What is being asked: Extract the listing in its entirety, keeping each line identical to the original.

Records for the exercise:
──────────

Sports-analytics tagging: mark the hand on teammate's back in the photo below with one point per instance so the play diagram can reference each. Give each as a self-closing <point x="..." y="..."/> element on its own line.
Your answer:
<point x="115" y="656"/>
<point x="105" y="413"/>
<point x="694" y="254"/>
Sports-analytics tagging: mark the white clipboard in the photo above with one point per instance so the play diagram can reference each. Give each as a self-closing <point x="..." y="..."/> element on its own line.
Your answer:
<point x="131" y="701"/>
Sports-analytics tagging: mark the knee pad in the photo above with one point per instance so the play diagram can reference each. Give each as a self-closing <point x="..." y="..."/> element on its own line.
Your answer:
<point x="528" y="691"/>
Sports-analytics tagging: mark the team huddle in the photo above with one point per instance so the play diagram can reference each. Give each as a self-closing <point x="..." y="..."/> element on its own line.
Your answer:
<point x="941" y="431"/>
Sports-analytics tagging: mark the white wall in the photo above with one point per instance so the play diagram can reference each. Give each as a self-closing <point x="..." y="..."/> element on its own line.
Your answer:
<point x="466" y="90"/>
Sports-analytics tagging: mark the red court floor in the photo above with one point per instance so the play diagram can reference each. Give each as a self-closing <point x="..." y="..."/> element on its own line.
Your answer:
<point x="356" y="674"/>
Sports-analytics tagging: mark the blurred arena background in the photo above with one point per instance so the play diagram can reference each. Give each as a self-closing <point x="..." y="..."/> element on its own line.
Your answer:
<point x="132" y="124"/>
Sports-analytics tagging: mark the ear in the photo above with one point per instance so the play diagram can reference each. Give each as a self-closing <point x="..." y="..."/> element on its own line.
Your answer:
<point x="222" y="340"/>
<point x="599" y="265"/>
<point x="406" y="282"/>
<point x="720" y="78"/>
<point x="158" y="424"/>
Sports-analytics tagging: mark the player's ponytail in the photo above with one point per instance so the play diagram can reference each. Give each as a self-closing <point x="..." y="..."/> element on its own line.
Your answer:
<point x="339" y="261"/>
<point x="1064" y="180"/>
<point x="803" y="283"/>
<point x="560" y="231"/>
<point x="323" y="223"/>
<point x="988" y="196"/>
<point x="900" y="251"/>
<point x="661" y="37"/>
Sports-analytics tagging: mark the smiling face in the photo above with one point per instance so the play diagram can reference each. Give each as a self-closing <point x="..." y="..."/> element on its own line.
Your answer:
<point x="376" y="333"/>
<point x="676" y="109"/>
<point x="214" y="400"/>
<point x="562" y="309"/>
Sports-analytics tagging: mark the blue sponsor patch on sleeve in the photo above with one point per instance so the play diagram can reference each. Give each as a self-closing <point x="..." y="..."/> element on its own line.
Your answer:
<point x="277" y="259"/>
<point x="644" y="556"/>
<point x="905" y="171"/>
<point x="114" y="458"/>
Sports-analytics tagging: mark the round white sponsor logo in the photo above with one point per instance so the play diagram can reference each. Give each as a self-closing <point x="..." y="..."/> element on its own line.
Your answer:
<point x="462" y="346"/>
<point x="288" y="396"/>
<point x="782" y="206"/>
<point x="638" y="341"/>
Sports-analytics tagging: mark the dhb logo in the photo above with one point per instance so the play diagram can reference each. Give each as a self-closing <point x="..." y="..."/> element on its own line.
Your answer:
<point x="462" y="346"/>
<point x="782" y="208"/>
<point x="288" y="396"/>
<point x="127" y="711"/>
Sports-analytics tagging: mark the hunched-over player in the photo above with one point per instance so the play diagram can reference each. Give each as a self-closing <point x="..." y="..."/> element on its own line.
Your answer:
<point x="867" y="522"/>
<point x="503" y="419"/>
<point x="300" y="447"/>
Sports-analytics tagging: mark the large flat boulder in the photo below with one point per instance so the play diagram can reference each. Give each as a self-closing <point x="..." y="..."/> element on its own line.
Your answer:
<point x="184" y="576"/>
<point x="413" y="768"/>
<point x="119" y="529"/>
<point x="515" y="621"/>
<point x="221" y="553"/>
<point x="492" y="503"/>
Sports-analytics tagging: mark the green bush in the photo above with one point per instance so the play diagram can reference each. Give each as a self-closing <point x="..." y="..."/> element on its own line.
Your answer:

──────────

Answer:
Sports-analytics tagging: mark the hand on teammate's back in the photo below with one point per instance so the play diagram can reference each. Give each as a self-closing <point x="..." y="..."/> element on its own line.
Your answer:
<point x="115" y="656"/>
<point x="105" y="413"/>
<point x="694" y="254"/>
Sports-analytics tagging: mark the white clipboard in the photo above with one point per instance so the play diagram can reference each. Give each as a self-closing <point x="..." y="..."/> element on its own line.
Your answer:
<point x="131" y="701"/>
Sports-analytics tagging: mark the knee pad in the photo above with one point per instance so the play diagram can reference each. Give each as a self-closing <point x="..." y="..."/> element on its own line.
Your answer:
<point x="528" y="691"/>
Sports-analytics tagging: mark the team huddle in the photo above with one point per instance so the play diagram can reference each. Give each as a self-closing <point x="..." y="..."/> element on its own line.
Your answer:
<point x="941" y="431"/>
Sports-analytics tagging: mark the white wall in the photo above with one point per instance so the play diagram can reference each. Give each as a self-closing <point x="..." y="..."/> element on its own line.
Your answer:
<point x="466" y="90"/>
Sports-analytics tagging: mark the red court floor in the photo above with one point per instance so the play diagram can reference each. Give each as a self-closing <point x="..." y="..."/> element on its own line.
Your answer:
<point x="356" y="674"/>
Sports-analytics tagging: mark the blurred arena background in the photo above with one point per instance so the play diagram can reference each. Give each as a self-closing <point x="..." y="..."/> element on its own line.
Your answer:
<point x="132" y="124"/>
Sports-analytics tagging: mark the ear in the photo above with one point per instance so the play diagram can reference each. Give each as a self-closing <point x="..." y="..."/> element on its own line.
Your answer:
<point x="222" y="340"/>
<point x="599" y="265"/>
<point x="406" y="282"/>
<point x="720" y="78"/>
<point x="158" y="424"/>
Sports-analytics tagging: mark the player's ponytail in the photo above with one point per instance so the play diagram can reference each. Give each as a self-closing <point x="..." y="..."/> element on its own line.
Your answer:
<point x="339" y="261"/>
<point x="1064" y="180"/>
<point x="803" y="283"/>
<point x="560" y="231"/>
<point x="323" y="223"/>
<point x="988" y="196"/>
<point x="900" y="251"/>
<point x="661" y="37"/>
Sports-analytics tagging: mark the smiling face in the photo above with one point per instance so the play diagram can reference each. Give each as a self-closing <point x="..." y="..."/> element on its own line.
Your answer:
<point x="376" y="333"/>
<point x="676" y="109"/>
<point x="214" y="400"/>
<point x="562" y="309"/>
Sports-analytics tagging: mark the blue sponsor patch on sleeve in the photo above with one point per instance so the play diagram can reference each. Give each as a self-closing <point x="..." y="..."/> element on its own line.
Your answer:
<point x="277" y="259"/>
<point x="644" y="556"/>
<point x="905" y="171"/>
<point x="114" y="458"/>
Sports-analytics tagging: mark the round white sponsor logo in the photo above with one point per instance so the play diagram can reference each. Give each as a self-closing <point x="..." y="..."/> element on its own line.
Your answer:
<point x="462" y="346"/>
<point x="288" y="396"/>
<point x="782" y="206"/>
<point x="638" y="341"/>
Sports-analytics tagging: mark the dhb logo in the photo above with one point per instance so the play diagram can reference each. Give each as a self-closing <point x="..." y="..."/> element on its own line.
Your answer:
<point x="462" y="346"/>
<point x="782" y="208"/>
<point x="288" y="396"/>
<point x="127" y="711"/>
Sports-analytics tagging: mark the hunched-over player in the photo above with one point per instance so the play diagram can reference each. Give each as a self-closing <point x="..." y="..."/> element on its own line.
Your answer:
<point x="867" y="522"/>
<point x="503" y="419"/>
<point x="300" y="447"/>
Sports-analytics tagging: mark the large flat boulder in the photo below with one point per instance so the play diagram can reference each. Give each as a self-closing <point x="..." y="..."/> element on its own line.
Your answer:
<point x="184" y="576"/>
<point x="413" y="768"/>
<point x="119" y="529"/>
<point x="515" y="621"/>
<point x="221" y="553"/>
<point x="492" y="503"/>
Sports-analytics tagging: mark the green bush in the photo above with one point per instance so the play diagram can reference each. Give each as a self-closing <point x="..." y="..."/> element on its own line.
Your answer:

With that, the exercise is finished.